> _What you are asked to do_:
Collect every line in the records below that contains the word "your", and copy each such line in full.

> _Dataset excerpts_:
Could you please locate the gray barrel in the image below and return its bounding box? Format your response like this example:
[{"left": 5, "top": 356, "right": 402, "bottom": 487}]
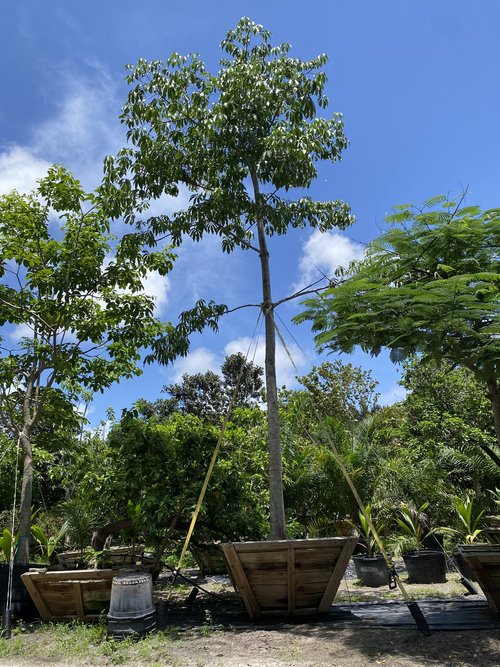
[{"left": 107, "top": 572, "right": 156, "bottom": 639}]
* * *
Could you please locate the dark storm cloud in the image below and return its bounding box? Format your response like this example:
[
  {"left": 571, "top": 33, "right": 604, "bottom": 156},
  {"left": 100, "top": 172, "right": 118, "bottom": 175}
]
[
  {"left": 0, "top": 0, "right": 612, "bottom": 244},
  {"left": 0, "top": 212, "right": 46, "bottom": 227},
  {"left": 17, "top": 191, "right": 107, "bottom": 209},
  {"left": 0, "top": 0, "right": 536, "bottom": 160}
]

> _Right answer_:
Could you please locate the gray barrel in the image below and return its bounding box? Format your response like this example:
Could you please locate the dark storm cloud in the image below and return its bounding box? Format your response like this example:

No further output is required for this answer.